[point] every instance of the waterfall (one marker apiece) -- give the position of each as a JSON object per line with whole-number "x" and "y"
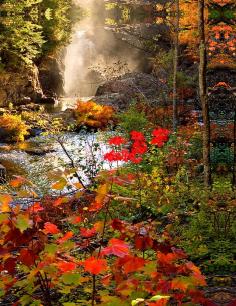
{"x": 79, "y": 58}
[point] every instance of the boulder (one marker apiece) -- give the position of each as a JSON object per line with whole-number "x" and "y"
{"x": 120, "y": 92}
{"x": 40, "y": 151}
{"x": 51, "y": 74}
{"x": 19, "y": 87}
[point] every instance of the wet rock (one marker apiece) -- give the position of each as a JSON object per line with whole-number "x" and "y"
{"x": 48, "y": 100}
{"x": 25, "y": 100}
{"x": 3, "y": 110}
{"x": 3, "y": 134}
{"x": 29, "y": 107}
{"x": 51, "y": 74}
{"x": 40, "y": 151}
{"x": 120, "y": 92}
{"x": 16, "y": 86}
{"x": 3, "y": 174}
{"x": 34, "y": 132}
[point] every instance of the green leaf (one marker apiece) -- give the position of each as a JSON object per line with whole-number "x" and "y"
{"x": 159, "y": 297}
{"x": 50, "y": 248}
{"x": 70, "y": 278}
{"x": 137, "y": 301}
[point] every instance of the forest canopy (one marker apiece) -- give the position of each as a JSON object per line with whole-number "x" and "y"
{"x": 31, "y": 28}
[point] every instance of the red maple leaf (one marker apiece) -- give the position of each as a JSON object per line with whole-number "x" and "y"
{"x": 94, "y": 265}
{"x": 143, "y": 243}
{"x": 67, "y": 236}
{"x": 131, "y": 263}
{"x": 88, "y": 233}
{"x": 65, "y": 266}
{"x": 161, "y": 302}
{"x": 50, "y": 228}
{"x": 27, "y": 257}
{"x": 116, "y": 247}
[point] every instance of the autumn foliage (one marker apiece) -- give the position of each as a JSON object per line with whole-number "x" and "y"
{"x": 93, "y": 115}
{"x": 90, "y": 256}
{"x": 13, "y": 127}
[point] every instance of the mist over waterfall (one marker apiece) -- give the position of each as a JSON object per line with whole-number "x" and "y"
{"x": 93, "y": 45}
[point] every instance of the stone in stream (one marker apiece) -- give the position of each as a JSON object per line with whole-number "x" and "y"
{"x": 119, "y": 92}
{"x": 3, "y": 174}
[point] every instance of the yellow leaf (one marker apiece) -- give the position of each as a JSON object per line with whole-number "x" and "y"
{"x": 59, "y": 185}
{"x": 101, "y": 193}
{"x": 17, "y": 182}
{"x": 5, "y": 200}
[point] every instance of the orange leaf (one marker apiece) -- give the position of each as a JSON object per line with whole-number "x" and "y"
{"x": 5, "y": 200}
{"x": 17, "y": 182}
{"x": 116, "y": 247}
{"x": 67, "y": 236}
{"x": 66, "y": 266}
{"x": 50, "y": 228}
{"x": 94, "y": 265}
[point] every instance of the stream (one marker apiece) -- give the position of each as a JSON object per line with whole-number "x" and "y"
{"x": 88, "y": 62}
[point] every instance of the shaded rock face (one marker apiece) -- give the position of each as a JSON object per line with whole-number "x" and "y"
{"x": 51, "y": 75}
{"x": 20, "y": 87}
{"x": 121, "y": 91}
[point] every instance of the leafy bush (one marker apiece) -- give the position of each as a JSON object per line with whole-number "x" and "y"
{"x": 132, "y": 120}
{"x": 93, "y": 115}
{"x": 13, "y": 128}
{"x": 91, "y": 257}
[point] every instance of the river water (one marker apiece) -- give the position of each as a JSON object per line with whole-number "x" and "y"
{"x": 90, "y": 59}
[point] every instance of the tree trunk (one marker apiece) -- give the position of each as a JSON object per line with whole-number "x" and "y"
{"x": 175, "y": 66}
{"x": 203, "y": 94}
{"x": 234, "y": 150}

━━━━━━━━━━━━━━━━━━━━━━━━━━━━━━

> _PROBLEM TO SOLVE_: Print the listing exactly. No pictures belong in the copy.

> _SOLUTION TO THE PROBLEM_:
[point] every instance of the waterfall (one marker apiece) -- give the position of each as a JSON object per line with whole-number "x" and "y"
{"x": 79, "y": 58}
[point] every instance of the boulder (one marker apiece) -- give the position of each as a JSON object per line with whole-number "x" and "y"
{"x": 120, "y": 92}
{"x": 40, "y": 151}
{"x": 51, "y": 74}
{"x": 19, "y": 87}
[point] every instance of the wet rock (one marker apiece) -- give the position of each as a JSON object per line with whole-number "x" and "y"
{"x": 48, "y": 100}
{"x": 25, "y": 100}
{"x": 3, "y": 110}
{"x": 3, "y": 134}
{"x": 29, "y": 107}
{"x": 51, "y": 74}
{"x": 40, "y": 151}
{"x": 120, "y": 92}
{"x": 16, "y": 86}
{"x": 3, "y": 174}
{"x": 34, "y": 132}
[point] every instance of the green leaf (one marker apiece) -- give the position of each as a JSON object per line with whole-number "x" and "y"
{"x": 159, "y": 297}
{"x": 50, "y": 248}
{"x": 70, "y": 278}
{"x": 137, "y": 301}
[point] every instance of the forest canopy (one marker apiece) -- give the position of each as a JSON object per line with whole-number "x" and "y"
{"x": 31, "y": 28}
[point] every instance of the red maple leaf (one marker apiece) -- give the position of each as a JSON object per line with whole-number "x" and "y"
{"x": 94, "y": 265}
{"x": 143, "y": 243}
{"x": 67, "y": 236}
{"x": 131, "y": 263}
{"x": 88, "y": 233}
{"x": 65, "y": 266}
{"x": 161, "y": 302}
{"x": 50, "y": 228}
{"x": 27, "y": 257}
{"x": 116, "y": 247}
[point] every instance of the autumn foliage (one marker apiece) -- give the position of each as a JSON object per line with whole-number "x" and "y"
{"x": 93, "y": 115}
{"x": 90, "y": 256}
{"x": 13, "y": 127}
[point] every instance of the mist over waterfall (one marker apiece) -- give the position of each as a JSON object per line with whole-number "x" and "y"
{"x": 93, "y": 45}
[point] every instance of the stone in stream (one marker apiece) -- give the position of each as a JSON object per line with whole-number "x" and "y"
{"x": 119, "y": 92}
{"x": 3, "y": 174}
[point] every instance of the yellow leaf (one marker apiece) -- give the position of each as a JSON object per line with whole-number "x" and "y"
{"x": 59, "y": 185}
{"x": 101, "y": 193}
{"x": 17, "y": 182}
{"x": 5, "y": 200}
[point] every instance of the orange leaf (one marker apiece) -- give the position of each as a JSON object per line with whole-number "x" and "y"
{"x": 5, "y": 200}
{"x": 17, "y": 182}
{"x": 116, "y": 247}
{"x": 67, "y": 236}
{"x": 66, "y": 266}
{"x": 50, "y": 228}
{"x": 94, "y": 265}
[point] every instance of the stream (one marker apiece) -- give the position of each as a JSON object per line with whole-number "x" and "y"
{"x": 88, "y": 62}
[point] every instance of the shaded rock face (one marker apiece) -- give the position of each as a JSON object per line with whole-number "x" and "y"
{"x": 51, "y": 75}
{"x": 20, "y": 87}
{"x": 121, "y": 91}
[point] every instance of the leafy bush (one marker apiece) -- give the position of each as a JSON object per line with whole-number "x" and "y"
{"x": 132, "y": 120}
{"x": 93, "y": 115}
{"x": 13, "y": 128}
{"x": 91, "y": 257}
[point] every instance of the river water (one marker apiece) -- give the position of each as a JSON object per line with whole-number "x" and "y"
{"x": 90, "y": 59}
[point] every instance of the tree trunk (one marker apiece) -- give the position of each as a JSON object per line with whole-number "x" and "y"
{"x": 175, "y": 66}
{"x": 203, "y": 94}
{"x": 234, "y": 150}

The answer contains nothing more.